- [PAGE]:
☆ ☆ ☆ ☆

ISO 50001 was released by ISO in June 2011 and is suitable for any organization – whatever its size, sector or geographical location.[1]

The system is modeled after the ISO 9001 Quality Management System and the ISO 14001 Environmental Management System (EMS). Eccleston describes the procedural details of the ISO Energy Management System (EnMS) and compares its procedures with those of the ISO 14001 EMS.[2]

A significant feature in ISO 50001 is the requirement to "...improve the EnMS and the resulting energy performance" (clause 4.2.1 c). The other Standards mentioned here (ISO 9001 and ISO 14001) both require improvement to the effectiveness of the Management System but not to quality of the product/service (ISO 9001) or Environmental performance (ISO 14001). It is anticipated that by implementing ISO 9001 and 14001 that an organization would, in fact, improve quality and environmental performance, but the Standards do not specify it as a requirement.

ISO 50001, therefore, has made a major leap forward in 'raising the bar' by requiring an organization to demonstrate that they have improved their energy performance. There are no quantitative targets specified - an organization chooses its own then creates an action plan to reach the targets. With this structured approach, an organization is more likely to see some tangible financial benefits.

Reasons for use[edit]

The main objective of the standard is to improve energy-related performance and energy efficiency continuously and to identify energy reduction opportunities. This systematic approach will help organizations to establish systems and processes.

Consistent energy management helps organizations to realize untapped energy efficiency potential. They will benefit from cost savings and make a significant contribution to environmental and climate protection, for example by the permanent reduction of CO2 emissions.[3] The standard should alert employees and in particular the management level to the immediate and long-term energy management gains that can be made. The organization can discover potential savings and competitive advantages. Furthermore a huge image boost for the organization can be created.[4]

Background[edit]

Organizations of all types and sizes increasingly want to reduce the amount of energy they consume. This is driven by the need or desire to:

  • reduce costs,
  • reduce the impact of rising costs,
  • meet legislative or self-imposed carbon targets,
  • reduce reliance on fossil fuels, and
  • enhance the entity’s reputation as a socially responsible organization.

In tandem, governments increasingly want to reduce the Greenhouse Gas Emissions of their citizens and industries, and are imposing legislative mechanisms to compel carbon reduction more and more frequently.

☆ ☆ ☆ ☆

- [MATERIAL SUPPLIED]:
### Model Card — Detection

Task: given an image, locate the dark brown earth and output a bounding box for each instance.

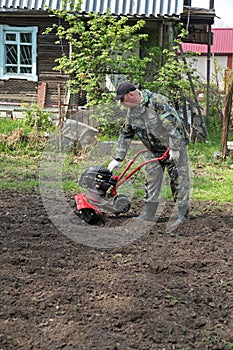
[0,190,233,350]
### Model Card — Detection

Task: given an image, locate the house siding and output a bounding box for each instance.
[0,0,183,17]
[182,28,233,88]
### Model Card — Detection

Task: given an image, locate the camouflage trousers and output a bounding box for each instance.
[144,146,190,208]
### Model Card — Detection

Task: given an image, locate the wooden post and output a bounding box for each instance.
[221,81,233,159]
[57,82,63,152]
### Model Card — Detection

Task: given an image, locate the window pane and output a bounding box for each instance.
[5,67,18,73]
[20,67,32,74]
[6,33,16,41]
[20,45,32,64]
[6,45,17,64]
[20,33,32,43]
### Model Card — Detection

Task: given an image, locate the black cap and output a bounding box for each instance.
[113,82,137,101]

☆ ☆ ☆ ☆

- [BRIEF]: Set down, word for word, the stretch of the ISO 50001 text above from "A significant feature" through "as a requirement.".

- [TASK RESULT]:
A significant feature in ISO 50001 is the requirement to "...improve the EnMS and the resulting energy performance" (clause 4.2.1 c). The other Standards mentioned here (ISO 9001 and ISO 14001) both require improvement to the effectiveness of the Management System but not to quality of the product/service (ISO 9001) or Environmental performance (ISO 14001). It is anticipated that by implementing ISO 9001 and 14001 that an organization would, in fact, improve quality and environmental performance, but the Standards do not specify it as a requirement.